╔══
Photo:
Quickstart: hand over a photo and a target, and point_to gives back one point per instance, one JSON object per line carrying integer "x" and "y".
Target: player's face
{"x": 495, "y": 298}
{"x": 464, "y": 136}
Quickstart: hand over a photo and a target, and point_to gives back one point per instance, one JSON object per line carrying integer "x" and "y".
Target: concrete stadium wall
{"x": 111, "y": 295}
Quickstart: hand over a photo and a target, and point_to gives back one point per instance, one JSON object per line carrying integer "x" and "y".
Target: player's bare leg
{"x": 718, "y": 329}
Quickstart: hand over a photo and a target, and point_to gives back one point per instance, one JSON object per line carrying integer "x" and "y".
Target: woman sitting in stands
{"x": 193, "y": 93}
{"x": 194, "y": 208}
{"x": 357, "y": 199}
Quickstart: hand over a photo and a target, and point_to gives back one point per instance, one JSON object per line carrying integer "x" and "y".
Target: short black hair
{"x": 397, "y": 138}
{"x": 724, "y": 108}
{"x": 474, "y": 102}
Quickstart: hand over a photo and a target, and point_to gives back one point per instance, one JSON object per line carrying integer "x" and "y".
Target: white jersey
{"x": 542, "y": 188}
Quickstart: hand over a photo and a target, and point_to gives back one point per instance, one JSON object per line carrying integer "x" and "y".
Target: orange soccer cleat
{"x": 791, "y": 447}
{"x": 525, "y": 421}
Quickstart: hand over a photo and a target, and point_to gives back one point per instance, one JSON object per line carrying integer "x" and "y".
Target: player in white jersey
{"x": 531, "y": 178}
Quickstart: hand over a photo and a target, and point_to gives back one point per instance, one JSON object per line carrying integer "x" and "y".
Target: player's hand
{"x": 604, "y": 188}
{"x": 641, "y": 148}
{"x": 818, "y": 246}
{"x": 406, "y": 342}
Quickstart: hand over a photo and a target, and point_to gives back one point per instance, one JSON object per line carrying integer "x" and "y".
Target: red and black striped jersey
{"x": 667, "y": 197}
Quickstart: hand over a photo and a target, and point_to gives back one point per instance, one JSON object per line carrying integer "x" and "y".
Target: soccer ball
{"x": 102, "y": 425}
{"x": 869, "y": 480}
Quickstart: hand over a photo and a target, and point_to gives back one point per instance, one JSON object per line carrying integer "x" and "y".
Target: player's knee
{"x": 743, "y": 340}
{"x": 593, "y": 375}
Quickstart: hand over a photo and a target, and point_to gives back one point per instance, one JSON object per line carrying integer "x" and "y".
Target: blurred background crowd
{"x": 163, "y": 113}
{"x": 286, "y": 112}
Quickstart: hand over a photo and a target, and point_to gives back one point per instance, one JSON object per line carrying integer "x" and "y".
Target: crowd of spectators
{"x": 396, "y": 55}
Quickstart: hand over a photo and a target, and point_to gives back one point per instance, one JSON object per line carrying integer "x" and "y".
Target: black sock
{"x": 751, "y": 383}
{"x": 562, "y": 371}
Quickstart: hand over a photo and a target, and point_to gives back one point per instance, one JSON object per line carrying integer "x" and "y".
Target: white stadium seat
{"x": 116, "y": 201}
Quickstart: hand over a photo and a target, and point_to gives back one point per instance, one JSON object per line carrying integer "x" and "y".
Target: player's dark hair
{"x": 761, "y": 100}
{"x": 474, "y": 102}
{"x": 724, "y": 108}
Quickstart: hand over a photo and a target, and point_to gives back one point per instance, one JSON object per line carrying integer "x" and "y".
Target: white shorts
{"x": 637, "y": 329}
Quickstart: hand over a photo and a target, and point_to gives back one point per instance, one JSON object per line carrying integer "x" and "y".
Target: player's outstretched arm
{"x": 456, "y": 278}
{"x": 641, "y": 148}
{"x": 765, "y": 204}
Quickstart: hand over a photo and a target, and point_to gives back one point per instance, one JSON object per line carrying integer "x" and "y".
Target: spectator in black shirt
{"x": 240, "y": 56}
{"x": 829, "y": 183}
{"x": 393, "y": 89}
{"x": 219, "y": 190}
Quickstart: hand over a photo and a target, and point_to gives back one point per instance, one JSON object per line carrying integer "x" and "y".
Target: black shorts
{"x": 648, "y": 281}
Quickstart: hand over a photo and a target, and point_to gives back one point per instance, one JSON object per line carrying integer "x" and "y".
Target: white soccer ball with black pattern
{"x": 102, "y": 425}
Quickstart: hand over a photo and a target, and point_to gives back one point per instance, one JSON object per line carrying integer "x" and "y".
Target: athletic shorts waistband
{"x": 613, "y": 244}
╚══
**ACTIVITY:** The answer should reproduce each entry above in full.

**SOLUTION TO THE EXERCISE:**
Photo:
Quickstart: hand over a photo and a target, and point_to gives back one point per instance, one JSON object per line carrying integer "x" and "y".
Target: player's face
{"x": 495, "y": 298}
{"x": 464, "y": 136}
Quickstart: hand over a photo and a target, and point_to gives back one point per instance, one JSON object per line carrying integer "x" and "y".
Target: concrete stadium wall
{"x": 111, "y": 295}
Quickstart: hand over a photo and a target, and point_to gives back one point per instance, one JSON object per line carrying integer "x" and "y".
Target: player's bare leg
{"x": 718, "y": 329}
Quickstart: hand over a photo and a target, and point_to gives back one point per instance, one JSON object per line carrying integer "x" and "y".
Target: woman sitting in stands
{"x": 193, "y": 93}
{"x": 194, "y": 208}
{"x": 357, "y": 199}
Quickstart: hand over a photo and a target, and point_to gives back one point per instance, one JSON object per line carrying integer "x" and "y".
Target: short black hair
{"x": 397, "y": 138}
{"x": 724, "y": 108}
{"x": 474, "y": 102}
Quickstart: hand over a photo and a target, and point_to gives back one point per instance, one JSON object per line carrying integer "x" and "y".
Target: white jersey
{"x": 542, "y": 188}
Quickstart: hand over a photo and a target, and point_to gives back one point per instance, one JSON object per line carrying integer "x" and "y".
Target: orange soccer cleat
{"x": 791, "y": 447}
{"x": 525, "y": 421}
Quickstart: hand over a photo and a target, and point_to gives back one point per instance, one JSON object per line carrying integer "x" and "y".
Target: player in white jersey
{"x": 531, "y": 178}
Quickstart: hand over a photo and a target, and point_to gives back one point per instance, one JSON object per line carrying integer "x" and "y".
Target: player's hand
{"x": 604, "y": 188}
{"x": 641, "y": 148}
{"x": 818, "y": 246}
{"x": 406, "y": 342}
Quickstart: hand over a photo and a target, and point_to gives back one point per instance, one JSON object per line carrying integer "x" and "y".
Target: red and black striped jersey
{"x": 667, "y": 197}
Quickstart: hand over a photo and a target, and point_to gives back one point per instance, one JSON object per line carrying integer "x" and "y".
Target: soccer ball
{"x": 102, "y": 425}
{"x": 869, "y": 480}
Quickstart: hand over a photo and a target, and point_to gives back one point per instance, one JSON object per line carrying integer "x" and "y".
Target: player's knee
{"x": 743, "y": 340}
{"x": 593, "y": 375}
Quickstart: hand over a photo and a target, and point_to gives back one point per instance, one JSON object per line carrying integer "x" and "y".
Target: blurred background crowd
{"x": 163, "y": 113}
{"x": 286, "y": 112}
Quickstart: hand over a photo and a target, and point_to gives back one point per instance, one JSON object per line carrying integer "x" and "y".
Target: crowd of spectators
{"x": 396, "y": 55}
Quickstart: hand over a photo and a target, and point_to gives back one point per instance, one JSON object per line carrying integer "x" and "y".
Target: black sock
{"x": 751, "y": 383}
{"x": 562, "y": 371}
Quickstart: hand over a photo and a target, and point_to gives back one point per instance, one JSON object per line carrying integer "x" and "y".
Target: white stadium seat
{"x": 116, "y": 201}
Quickstart: hand over a photo and a target, and point_to gives back one point per instance, one JSON object per line carrying integer "x" and "y".
Target: player's dark hair
{"x": 761, "y": 100}
{"x": 474, "y": 102}
{"x": 724, "y": 108}
Quickstart: hand over a photo and a target, and point_to gives back one point per instance, one JSON object per line carrying integer "x" and "y".
Target: white shorts
{"x": 637, "y": 329}
Quickstart: hand over a photo and a target, and point_to gives back one point per instance, one JSON object per line carrying integer "x" and "y".
Target: player's outstretched arm
{"x": 456, "y": 278}
{"x": 641, "y": 148}
{"x": 765, "y": 204}
Quickstart: hand over a photo and a target, and point_to gives back one point per instance, one JSON object per line carrying integer "x" and "y".
Target: spectator in black shirt
{"x": 240, "y": 56}
{"x": 829, "y": 183}
{"x": 393, "y": 89}
{"x": 219, "y": 190}
Quickstart: hand over a photo and a target, and point_to gives back one point per instance, one JSON object per line carrying integer "x" and "y".
Target: black shorts
{"x": 648, "y": 281}
Quickstart: hand over a photo and a target, and point_to gives back one point per instance, one JSON object per line carrying integer "x" and "y".
Target: white soccer ball with black pattern
{"x": 102, "y": 425}
Quickstart: hand over a photo and a target, and point_to gives back one point per instance, one JSON object per line carrying integer "x" and "y".
Target: athletic shorts waistband
{"x": 613, "y": 244}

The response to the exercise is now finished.